# Manejar USB con Java o C



## danielmendoza (Nov 6, 2010)

Que tal, resulta que tengo que hacer un proyecto simple, que consiste en encender un aparato conectado a la corriente pormedio de un USB o puerto paralelo controlado por un triac es decir no se prende hasta le de un impulso al triac con un a pila de 5V, el circuito la lo tengo armado y funcionando con la pila, pero como tiene que ser por una interfas de JAVA o C tengo que dar el impulso que le da la pila de 5V por medio del cable usb o paralelo mediante un programa en c o Java pero como no tengo purrto paralelo en mi compu tendría que hacerlo con usb pero no encuentro como hacerlo alguien podría decirme como o donde encontrar un buen tutorial de usb, cabe decir que se programar en ambos lenguajes pero no se por donde empezar a programar para acceder al USB.
O si fuera más facil un programita que apage el voltaje que da el puerto para no usar pics

Espero haberme dado a entender.

| LISTA DE TAREAS |
A - En el hilo sobre manejar USB con Java o C, enumera todos los lenguajes de programación y todos los puertos de la computadora que se mencionan.
B - Por favor, escribe cómo sigue el hilo sobre manejar USB con Java o C después de su última oración.

(Extractos de datos de etiquetado de ubicación)
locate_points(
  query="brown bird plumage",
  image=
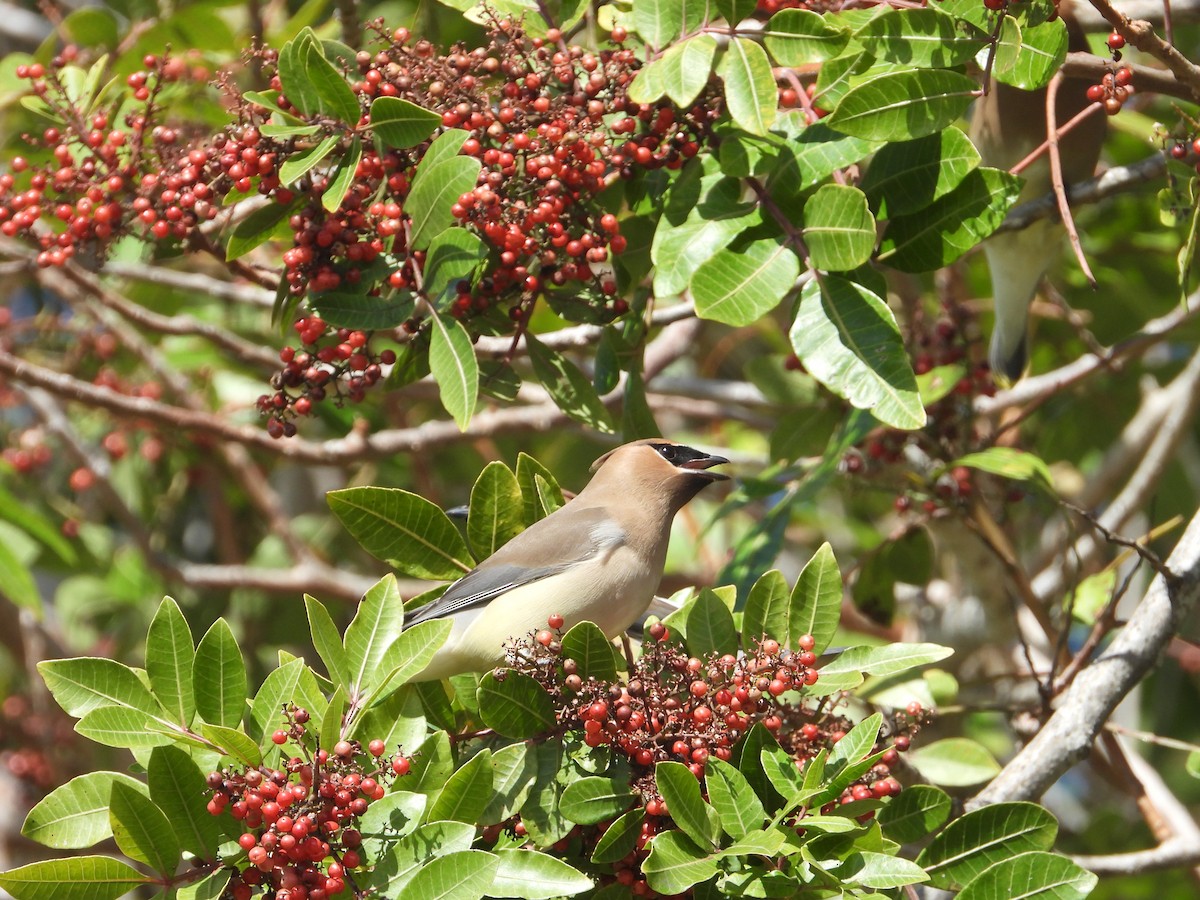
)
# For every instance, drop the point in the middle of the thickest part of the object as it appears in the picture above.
(1008, 124)
(598, 558)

| RESPUESTAS |
A - Java, C, USB, puerto paralelo

B -
Gracias


----------



## ByAxel (Nov 6, 2010)

...
vale la pena probar...
saludos...


----------



## Moyano Jonathan (Nov 6, 2010)

Exelentes los tutos de JAVA con USB.


----------



## Stivensound (Sep 27, 2011)

yo digo lo mismo, muy buenos me ayudaron bastante.


----------



## leidyes (Jun 22, 2012)

Hola tengo una duda con respecto a la librería jpicusb.dll, esta la desarrollaste y si es así me podrías explicar como lo hiciste?


----------



## elegaba (Oct 25, 2012)

no se....hice todo tal cual esta en el vídeo pero con java no me funciona, hice una aplicación rápida en labview y si funciona. No se que será, tengo windows 7 32bits, netbeans 7.2, también hice este http://www.ucontrol.com.ar/forosmf/...ol/tutorial-java-pic-usb-(primeros-pasos)/15/ y el mismo resultado (no me funciona).... también copie todos los archivos de la carpeta jPicUsb 1.1 y los pasé a la carpeta del proyecto en java, me voy a volver mas loco u.u...ojalá alguien me ayude


----------



## leidyes (Oct 28, 2012)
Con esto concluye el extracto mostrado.